Exercise aim:
Copy every line of the entries below, requests included, but leave out the pictures. Scale only the x,y point coordinates in the answers by 1.5, rounding each to a whole number with halves rounded up.

Material for the task:
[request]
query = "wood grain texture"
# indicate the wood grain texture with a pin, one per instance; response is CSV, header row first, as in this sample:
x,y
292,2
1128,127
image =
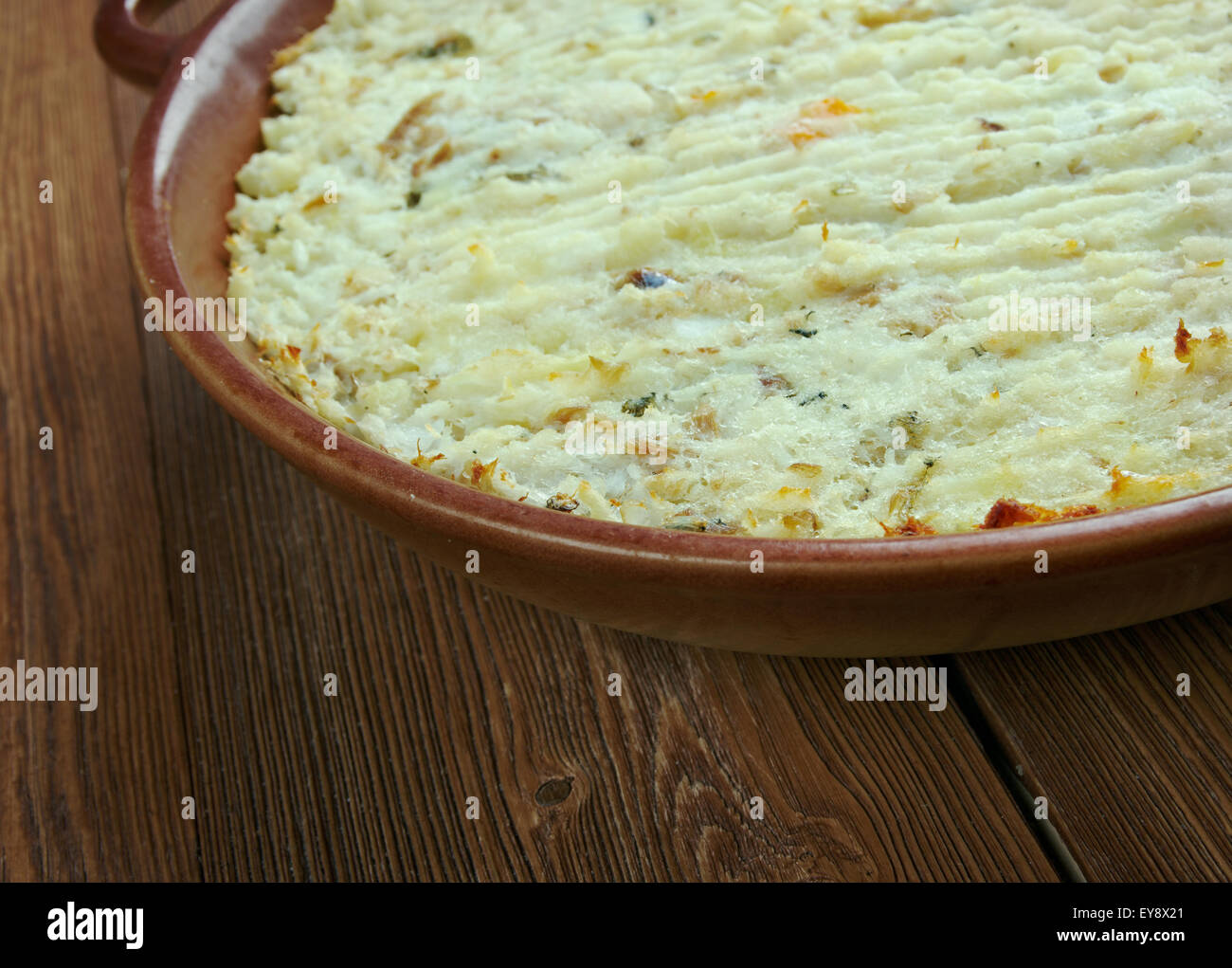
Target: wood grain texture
x,y
448,691
1138,779
82,795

Task output:
[request]
query = "wood grain texture"
# indicate the wood grain texture with a pin, one per instance; response is CSV, header row first, as in this sample:
x,y
292,2
1128,127
image =
Target: wood grain texture
x,y
672,1037
1707,1169
123,1193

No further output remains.